WHAT IS REQUIRED
Leaving the images out, output each entry below exactly.

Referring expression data

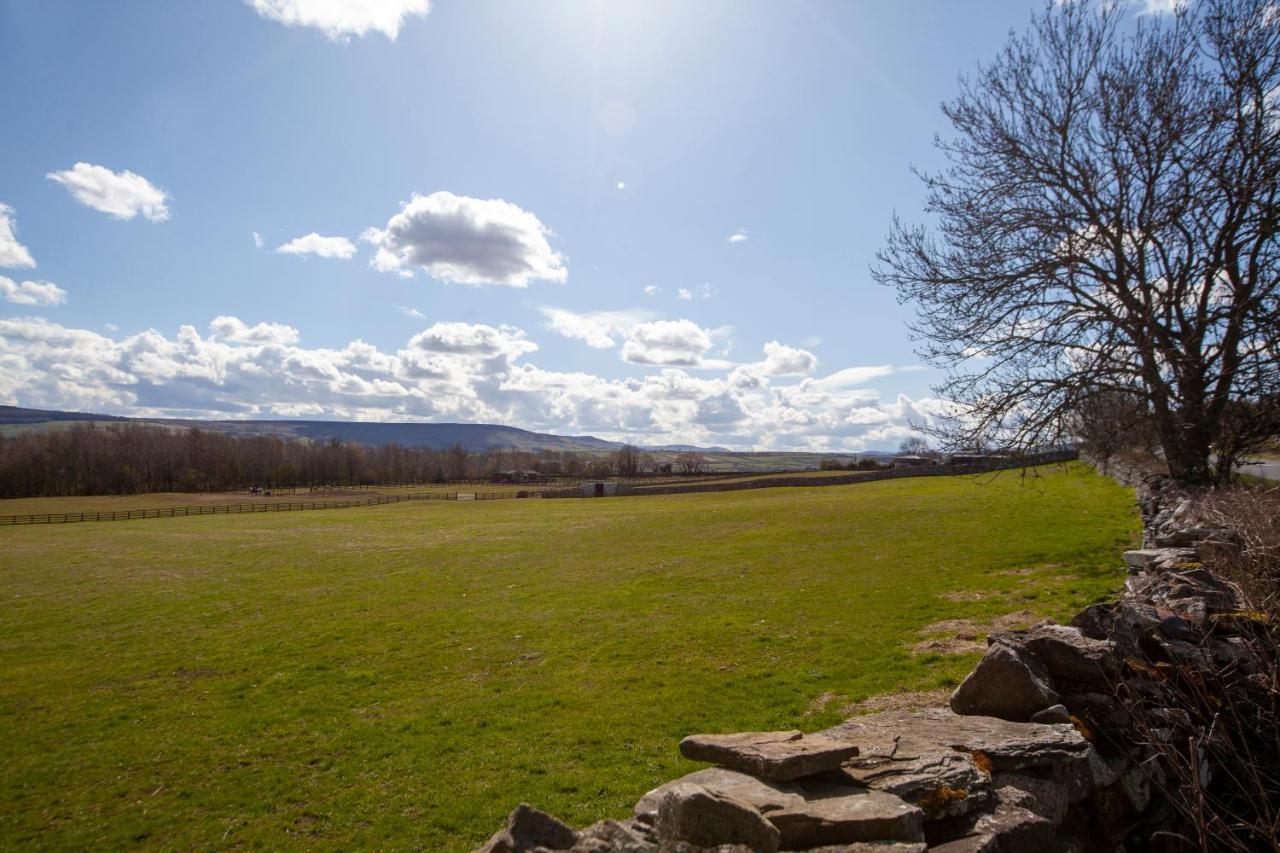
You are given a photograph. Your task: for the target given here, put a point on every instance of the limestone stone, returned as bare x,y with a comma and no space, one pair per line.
1095,621
807,813
1052,714
1008,683
690,812
530,829
941,781
775,756
1016,830
1068,653
1100,711
872,847
1001,744
615,836
1143,559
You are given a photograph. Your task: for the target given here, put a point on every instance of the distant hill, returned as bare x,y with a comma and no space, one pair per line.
474,437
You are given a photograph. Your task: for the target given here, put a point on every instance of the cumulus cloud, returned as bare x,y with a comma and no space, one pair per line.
123,195
466,241
236,331
319,246
667,342
343,18
31,292
449,372
12,252
781,360
850,377
599,329
703,291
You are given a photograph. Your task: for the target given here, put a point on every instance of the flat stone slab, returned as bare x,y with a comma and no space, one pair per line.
901,735
1143,557
773,756
809,813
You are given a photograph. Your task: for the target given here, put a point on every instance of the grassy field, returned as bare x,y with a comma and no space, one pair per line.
163,500
402,676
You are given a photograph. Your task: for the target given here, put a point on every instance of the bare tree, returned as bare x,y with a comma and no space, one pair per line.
690,463
914,446
1106,223
629,460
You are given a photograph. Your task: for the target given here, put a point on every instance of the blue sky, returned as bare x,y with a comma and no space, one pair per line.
648,220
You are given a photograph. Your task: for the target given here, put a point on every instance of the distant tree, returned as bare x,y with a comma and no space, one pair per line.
1107,223
627,460
914,446
1110,422
690,463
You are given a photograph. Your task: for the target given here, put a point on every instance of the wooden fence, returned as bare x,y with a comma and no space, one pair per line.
836,479
237,509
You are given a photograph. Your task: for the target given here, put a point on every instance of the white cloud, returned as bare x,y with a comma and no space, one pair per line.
467,241
781,360
319,246
599,329
343,18
667,342
31,292
1162,7
236,331
12,252
449,372
123,195
850,377
703,292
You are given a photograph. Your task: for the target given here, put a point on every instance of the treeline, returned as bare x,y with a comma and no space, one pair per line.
129,459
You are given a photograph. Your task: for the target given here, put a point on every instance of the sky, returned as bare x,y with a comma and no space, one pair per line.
643,220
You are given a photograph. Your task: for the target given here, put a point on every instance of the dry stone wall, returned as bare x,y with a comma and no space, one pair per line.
1038,749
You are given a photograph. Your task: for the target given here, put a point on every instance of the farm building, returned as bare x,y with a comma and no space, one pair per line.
974,459
604,488
516,477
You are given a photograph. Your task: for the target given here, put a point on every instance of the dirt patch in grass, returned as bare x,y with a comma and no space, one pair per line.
968,635
908,701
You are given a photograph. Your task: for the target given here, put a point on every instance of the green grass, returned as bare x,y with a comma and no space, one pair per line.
402,676
163,500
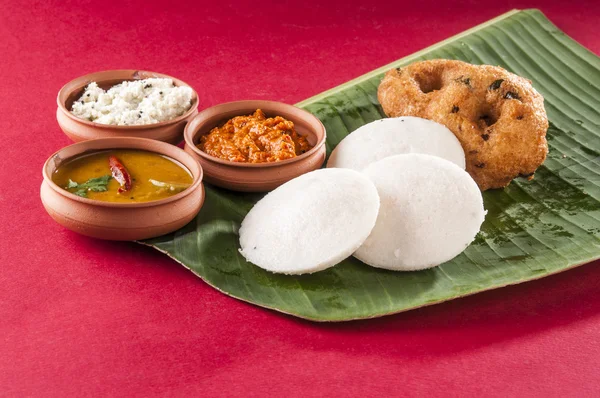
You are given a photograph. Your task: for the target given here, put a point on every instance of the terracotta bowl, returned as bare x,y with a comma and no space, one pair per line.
81,130
122,221
257,177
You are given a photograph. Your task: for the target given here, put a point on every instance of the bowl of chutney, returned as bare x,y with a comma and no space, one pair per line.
255,145
122,188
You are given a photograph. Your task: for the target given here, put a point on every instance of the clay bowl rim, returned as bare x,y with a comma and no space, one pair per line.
189,135
80,82
131,143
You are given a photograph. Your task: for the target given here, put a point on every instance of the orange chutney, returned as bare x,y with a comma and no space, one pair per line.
254,139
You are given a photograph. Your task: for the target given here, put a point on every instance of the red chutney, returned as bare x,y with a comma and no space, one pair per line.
254,139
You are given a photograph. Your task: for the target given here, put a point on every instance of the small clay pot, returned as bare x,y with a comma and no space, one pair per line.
121,221
255,177
77,129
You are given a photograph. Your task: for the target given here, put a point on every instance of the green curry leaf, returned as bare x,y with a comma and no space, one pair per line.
97,184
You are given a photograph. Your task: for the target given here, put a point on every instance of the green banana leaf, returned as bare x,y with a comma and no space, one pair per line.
533,228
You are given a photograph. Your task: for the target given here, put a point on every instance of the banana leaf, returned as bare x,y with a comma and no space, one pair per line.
533,228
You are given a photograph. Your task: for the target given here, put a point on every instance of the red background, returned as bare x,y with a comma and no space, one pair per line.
80,316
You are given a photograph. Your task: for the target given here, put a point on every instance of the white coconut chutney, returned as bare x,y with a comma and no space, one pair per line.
133,103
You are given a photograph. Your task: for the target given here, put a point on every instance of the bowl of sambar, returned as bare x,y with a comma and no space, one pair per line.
122,188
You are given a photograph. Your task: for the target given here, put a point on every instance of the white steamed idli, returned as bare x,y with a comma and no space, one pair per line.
430,212
394,136
311,222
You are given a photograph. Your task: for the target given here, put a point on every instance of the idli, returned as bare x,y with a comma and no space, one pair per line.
394,136
311,222
430,211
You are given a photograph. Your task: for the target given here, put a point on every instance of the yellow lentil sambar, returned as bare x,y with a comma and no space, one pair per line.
150,176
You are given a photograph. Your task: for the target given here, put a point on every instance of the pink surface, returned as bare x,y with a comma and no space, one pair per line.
79,316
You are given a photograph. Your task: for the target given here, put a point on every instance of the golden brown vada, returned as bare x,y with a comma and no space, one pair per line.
498,117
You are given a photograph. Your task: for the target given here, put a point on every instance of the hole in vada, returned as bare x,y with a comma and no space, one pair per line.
429,83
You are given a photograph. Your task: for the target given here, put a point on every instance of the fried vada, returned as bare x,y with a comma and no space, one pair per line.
498,117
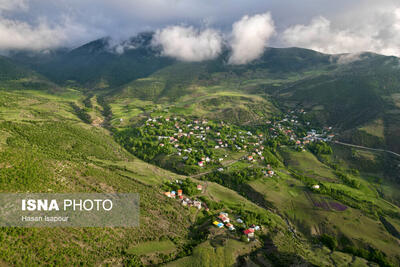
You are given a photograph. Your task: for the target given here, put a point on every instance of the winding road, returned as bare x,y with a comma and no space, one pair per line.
367,148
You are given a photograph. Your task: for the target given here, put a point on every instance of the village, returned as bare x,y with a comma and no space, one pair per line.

REPLY
You are given a photograph. Your task: for the target given here, put a point on every instance of the limestone stone, returned as bare x,y with a comma and no space, one pair per line.
1095,621
807,813
1052,714
1008,683
690,812
530,829
941,781
775,756
1016,830
1068,653
1100,711
872,847
1001,744
615,836
1143,559
You are given a photograph. Your task: for the target given here, put a point on every instance of the distant hill, returned as bare x,y with a comma and no space, one pair per line.
474,437
You are given a photograph. Your task: for the target given here, put a point on every instance of the cumulus cloud, returned as bare x,y with a comma and no space, one pair per line.
123,195
466,241
236,331
319,246
667,342
343,18
31,292
449,372
12,252
781,360
850,377
599,329
703,291
You are given a photograph. Your task: for the target given here, put a point on every instance of the flat stone slab, returned as bare x,y with a comma and no space, one pair per line.
901,735
1143,557
773,756
809,813
You are given a photograph. Your task: for the target given here, put a point on every instance of the grassy field, returned as bare x,y with a comma and no space, one pair per line.
163,500
402,676
You are given a photograph. Your task: for the target given here, put a point on every instance of the bare tree, returned as bare x,y with a comma and no space, one pair per line.
690,463
914,446
1106,223
629,460
You are given a photograph. Your task: for the target given here, put a point on every instance of the blue sky, returned as bare x,y with a comma and no space, one pair per line.
648,220
You are given a photograph. Your task: for the target given here, put a point on every instance of the distant tree, returned as bare x,y with a comma and no space, one pair per line.
1107,223
627,460
914,446
1110,422
690,463
You are given a photograph. Your task: for the target given here, put a point on every instance of the wooden fence, returned as bare x,y with a comma and no space, one pair per line.
836,479
237,509
You are given a photograph. Your task: for the target given here, put a point on every instance of the white cloud, returned as bare x,y with a comma and no space, one pair per line.
467,241
781,360
319,246
599,329
343,18
667,342
31,292
1162,7
236,331
12,252
449,372
123,195
850,377
703,292
You are given a photograph. Your task: for the target given here, put a point on every instance of the treeline, returned as bare x,y with a comma and no space, one pair per line.
129,459
You are given a photograph. Your task: for the target given here, put a point on every instance of the sky, returned as bare x,y with a comma and no space, one pair per line.
643,220
You are given a photograph. Your task: for the target given here, put a point on every instance of the dry stone wall, returned as bare x,y with a comma and no space, one pair per line.
1038,749
You are given a photograph. Your task: for the target given here, put a point on every instance of the farm building, returned as bare x,y with a comma and no space, one pair per line.
974,459
604,488
516,477
You are given a photograph. Your task: for the target given here, put a point on every instance of the dirt patch in grass, returned as bare x,y with a comma and no space, one pair per line.
968,635
908,701
You are given a photograph. Your task: for the target given here, put a point on every instance of the green grass, returned as bare x,y with a comma and no space, one pair per line.
402,676
163,500
You are given a photograph. Your task: for the target given here, put a point on every instance of the terracotta bowl, returned as bare x,y with a comma and no space, one pair per line.
81,130
122,221
257,177
You are given a photograph. Your task: for the target given here, put a point on every instance of the bowl of chutney, returned as bare x,y with a comma and no space, one pair per line.
255,145
122,188
You are given a photograph. Your task: for the target given here, put a point on every instance of the clay bowl rim, returned as bare x,y with a comma and no space, one pair per line.
189,135
80,82
131,143
You are given a photograph. Your task: for the target given here, put a point on every instance of the orange chutney, returned as bare x,y with a comma and no space, one pair per line.
254,139
You are given a photograph. Your task: for the target given here, put a point on every instance of the red chutney, returned as bare x,y with a comma and no space, one pair per line.
254,139
You are given a photograph. Your task: for the target given here, put a point on every instance of the small clay pot, returned as bare x,y with a comma and no space, one pair per line.
121,221
255,177
77,129
You are given a photograph. Your task: for the target given here, put a point on every instance of the green curry leaf, returned as bare x,y with a comma and no space, one pair per line.
97,184
You are given a photograph. Your task: for the target given here, put a point on every instance of the green banana leaf, returned as bare x,y with a comma and no space, one pair per line.
533,228
You are given a photograph. Your task: for the target given here, put a point on every instance of the banana leaf, returned as bare x,y with a comma and no space, one pair per line.
533,228
You are given a photograph. Your task: for the target given here, put a point on every instance of the red background, returned as bare x,y with a comma and no space, one pair per line.
80,316
You are given a photograph. Your task: for the target given here, put a point on every instance of the white coconut chutney, returned as bare x,y with a comma and no space, one pair per line.
133,103
You are given a photograph. Your task: for the target given here, put a point on every instance of the bowl of sambar, returned as bare x,y with a comma and no space, one pair per line.
122,188
You are given a photograph. Your task: for the target given here, put a point on every instance of the white steamed idli, returned as bare x,y with a comma and no space, one pair per line.
430,212
394,136
311,222
You are given a photograph. Your task: for the target given here, put a point on every instance of the idli, returned as bare x,y with a comma and no space, one pair per line.
394,136
311,222
430,211
You are given a photograph. Your task: for the target given here, put a point on every instance of the yellow lentil sambar, returned as bare x,y with a comma and no space, one pair per line.
150,176
You are given a photograph. Your task: for the target given here, put a point on every instance of the pink surface, returned as bare x,y with a comma and no space, one pair per line.
79,316
You are given a photograph. Your task: for the target given here, put a point on every instance of the golden brown vada, returned as bare x,y with a comma and no space, one pair per line.
498,117
You are given a photograph. Your task: for the target given here, put a point on every instance of the hole in vada, returned as bare x,y with a comma and no space, one pair per line.
429,83
You are given a photograph. Your task: for the target given here, put a point on every instance of the fried vada, returned as bare x,y with a comma and no space, one pair per line.
498,117
You are given a photograph. Your task: for the target given here, put a point on every instance of the winding road, returned as bare x,y with a comma and no space, one pair per line.
367,148
You are given a photograph. Your task: for the target given here, put a point on every instance of the village, returned as bare x,y with a comma and no space, one pair per line.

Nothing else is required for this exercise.